# [Data shown]
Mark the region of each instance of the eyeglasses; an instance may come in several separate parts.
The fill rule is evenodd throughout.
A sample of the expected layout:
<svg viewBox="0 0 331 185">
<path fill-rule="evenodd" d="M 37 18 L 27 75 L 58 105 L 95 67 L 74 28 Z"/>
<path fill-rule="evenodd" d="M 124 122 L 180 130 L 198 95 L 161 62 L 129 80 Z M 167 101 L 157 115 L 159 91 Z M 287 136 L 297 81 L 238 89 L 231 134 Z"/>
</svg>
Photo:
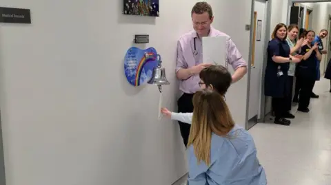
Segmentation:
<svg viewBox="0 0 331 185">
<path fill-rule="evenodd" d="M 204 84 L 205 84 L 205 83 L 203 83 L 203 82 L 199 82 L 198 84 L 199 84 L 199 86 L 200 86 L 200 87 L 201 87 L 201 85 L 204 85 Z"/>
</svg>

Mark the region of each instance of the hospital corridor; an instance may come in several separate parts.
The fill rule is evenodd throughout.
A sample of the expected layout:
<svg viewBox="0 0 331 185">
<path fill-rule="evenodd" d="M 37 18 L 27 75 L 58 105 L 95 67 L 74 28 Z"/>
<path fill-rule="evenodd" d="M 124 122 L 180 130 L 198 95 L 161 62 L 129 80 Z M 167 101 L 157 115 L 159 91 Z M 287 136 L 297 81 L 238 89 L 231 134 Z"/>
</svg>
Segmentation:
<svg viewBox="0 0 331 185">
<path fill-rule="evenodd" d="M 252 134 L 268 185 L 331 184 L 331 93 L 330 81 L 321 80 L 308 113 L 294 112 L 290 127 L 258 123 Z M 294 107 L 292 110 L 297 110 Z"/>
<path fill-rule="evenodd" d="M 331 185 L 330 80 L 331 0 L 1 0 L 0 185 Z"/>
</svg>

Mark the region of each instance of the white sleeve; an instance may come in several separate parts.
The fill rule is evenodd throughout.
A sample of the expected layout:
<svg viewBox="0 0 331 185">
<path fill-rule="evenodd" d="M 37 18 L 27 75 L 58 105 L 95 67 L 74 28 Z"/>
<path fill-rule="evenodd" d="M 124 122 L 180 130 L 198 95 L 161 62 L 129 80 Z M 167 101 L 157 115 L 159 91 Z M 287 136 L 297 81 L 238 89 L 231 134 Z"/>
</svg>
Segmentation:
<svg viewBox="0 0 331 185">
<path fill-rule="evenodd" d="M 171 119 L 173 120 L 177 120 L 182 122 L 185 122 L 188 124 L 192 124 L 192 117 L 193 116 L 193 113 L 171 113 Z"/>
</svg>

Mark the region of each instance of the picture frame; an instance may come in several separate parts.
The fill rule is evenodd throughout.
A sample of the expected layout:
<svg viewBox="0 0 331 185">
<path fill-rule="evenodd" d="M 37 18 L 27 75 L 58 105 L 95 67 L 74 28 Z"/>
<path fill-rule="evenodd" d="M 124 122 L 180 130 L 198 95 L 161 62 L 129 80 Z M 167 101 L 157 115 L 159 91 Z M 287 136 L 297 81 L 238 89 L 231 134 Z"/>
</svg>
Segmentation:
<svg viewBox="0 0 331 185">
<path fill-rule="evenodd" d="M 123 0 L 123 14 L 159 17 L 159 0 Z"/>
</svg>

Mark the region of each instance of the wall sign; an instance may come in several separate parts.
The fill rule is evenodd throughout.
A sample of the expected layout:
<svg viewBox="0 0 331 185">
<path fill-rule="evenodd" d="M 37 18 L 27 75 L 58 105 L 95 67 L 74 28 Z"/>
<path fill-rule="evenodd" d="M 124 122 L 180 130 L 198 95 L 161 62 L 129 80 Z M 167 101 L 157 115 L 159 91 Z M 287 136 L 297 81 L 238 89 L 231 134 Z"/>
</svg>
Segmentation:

# [Work required]
Swap "wall sign" for "door sign" in the material from the line with "Mark the region of each instance of the wall" through the end, and write out only those lines with everything else left the same.

# [Exercise answer]
Mark the region of each instance of the door sign; an instance may come in several separate parts.
The fill rule is evenodd throughout.
A sample of the expected layout:
<svg viewBox="0 0 331 185">
<path fill-rule="evenodd" d="M 37 18 L 27 75 L 58 105 L 95 67 L 74 28 Z"/>
<path fill-rule="evenodd" d="M 124 122 L 180 130 L 198 95 L 161 62 L 129 80 Z M 167 101 L 157 115 L 159 91 Z M 287 136 L 297 81 L 238 89 L 231 134 Z"/>
</svg>
Segmentation:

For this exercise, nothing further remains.